● **ASSIGNMENT**: From the entries below, copy every line that has the word "outlines".

***** THE RECORDS

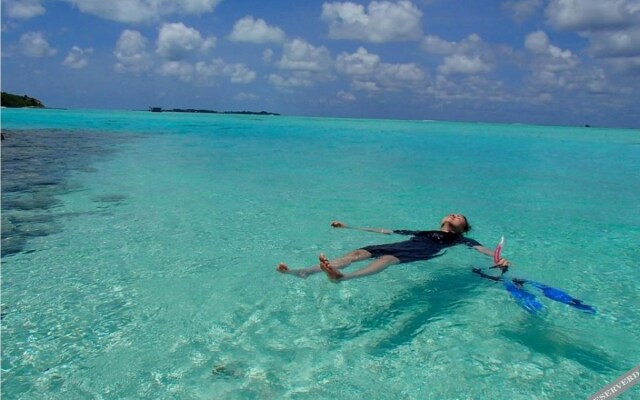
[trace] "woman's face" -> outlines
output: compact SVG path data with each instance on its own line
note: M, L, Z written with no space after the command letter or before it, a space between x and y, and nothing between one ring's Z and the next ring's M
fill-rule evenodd
M462 214L449 214L440 221L440 226L449 224L454 232L464 232L467 227L467 219Z

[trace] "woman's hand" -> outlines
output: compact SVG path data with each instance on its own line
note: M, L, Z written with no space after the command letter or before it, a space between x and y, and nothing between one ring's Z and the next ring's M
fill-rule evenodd
M503 271L509 269L511 263L506 258L500 258L500 260L495 264L496 268L500 268Z
M331 222L331 226L334 228L346 228L347 224L345 224L344 222L340 222L340 221L333 221Z

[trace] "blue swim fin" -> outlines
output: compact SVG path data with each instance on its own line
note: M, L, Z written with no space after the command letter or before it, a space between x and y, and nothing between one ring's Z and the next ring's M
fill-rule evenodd
M493 267L491 267L493 268ZM491 269L489 268L489 269ZM502 282L505 289L511 296L516 300L516 302L520 305L520 307L527 310L527 312L538 315L538 312L544 310L544 306L538 299L531 293L524 290L524 285L526 283L540 290L542 294L551 300L567 304L571 307L577 308L578 310L587 312L589 314L596 314L596 309L593 306L588 304L584 304L582 300L576 299L575 297L570 296L569 294L563 292L560 289L556 289L551 286L547 286L540 282L530 281L528 279L521 278L507 278L506 274L502 274L500 276L489 275L484 272L481 268L473 268L472 272L480 275L480 277L492 280L494 282Z
M515 299L516 303L532 315L538 315L544 311L544 305L533 294L524 290L521 285L513 283L511 279L502 280L507 292Z
M553 288L551 286L547 286L543 283L539 283L539 282L534 282L534 281L525 281L526 283L530 284L531 286L539 289L540 291L542 291L542 293L550 298L551 300L555 300L558 301L560 303L563 304L567 304L570 305L571 307L575 307L579 310L588 312L590 314L595 314L596 313L596 309L593 308L592 306L588 305L588 304L584 304L582 302L582 300L578 300L574 297L571 297L570 295L568 295L567 293L563 292L560 289L556 289Z

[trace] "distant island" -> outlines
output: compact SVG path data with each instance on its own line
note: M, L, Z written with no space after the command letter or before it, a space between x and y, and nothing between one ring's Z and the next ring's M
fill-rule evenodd
M151 112L182 112L182 113L202 113L202 114L241 114L241 115L280 115L278 113L272 113L267 111L215 111L215 110L200 110L194 108L173 108L163 109L162 107L149 107Z
M20 96L17 94L2 92L2 107L33 107L45 108L44 104L38 99L29 96Z

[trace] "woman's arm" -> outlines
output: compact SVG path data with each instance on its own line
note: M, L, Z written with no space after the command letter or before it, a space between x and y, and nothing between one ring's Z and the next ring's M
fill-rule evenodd
M473 246L473 249L486 256L493 257L493 250L489 250L484 246ZM500 258L500 261L498 261L495 265L498 265L500 267L508 267L510 264L509 260L507 260L506 258Z
M331 226L334 228L348 228L348 229L356 229L359 231L365 231L365 232L374 232L374 233L383 233L385 235L390 235L393 233L393 231L389 230L389 229L381 229L381 228L356 228L353 226L348 226L347 224L345 224L344 222L340 222L340 221L333 221L331 223Z

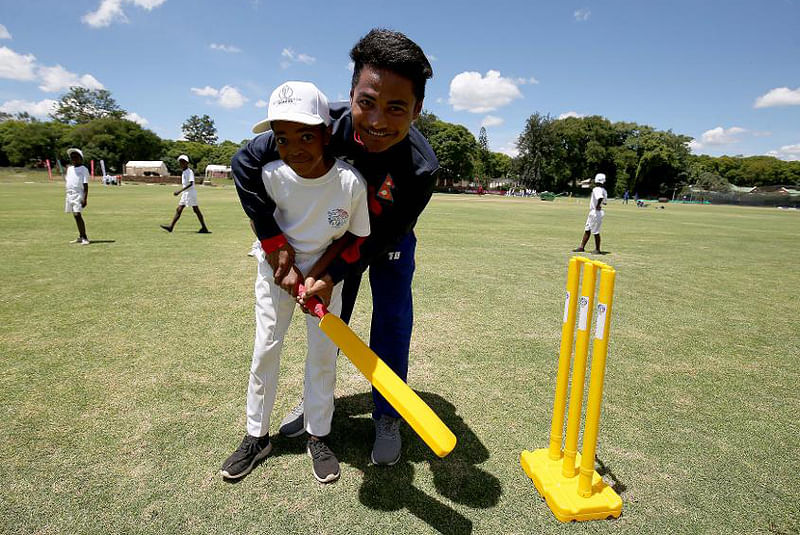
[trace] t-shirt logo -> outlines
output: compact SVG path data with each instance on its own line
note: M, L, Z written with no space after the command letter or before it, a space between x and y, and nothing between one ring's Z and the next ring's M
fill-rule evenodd
M328 210L328 224L333 228L343 227L350 219L350 214L344 208L333 208Z
M378 188L378 197L384 201L394 202L394 197L392 196L393 189L394 180L392 180L392 175L387 174L383 184L381 184L381 187Z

**********

● **SOLUTION**:
[trace] "woman's face" -> outlines
[trace] "woman's hand" -> outlines
[trace] "blue swim fin" -> outlines
[trace] "distant island" -> outlines
[trace] "woman's arm" -> outlines
[trace] t-shirt logo -> outlines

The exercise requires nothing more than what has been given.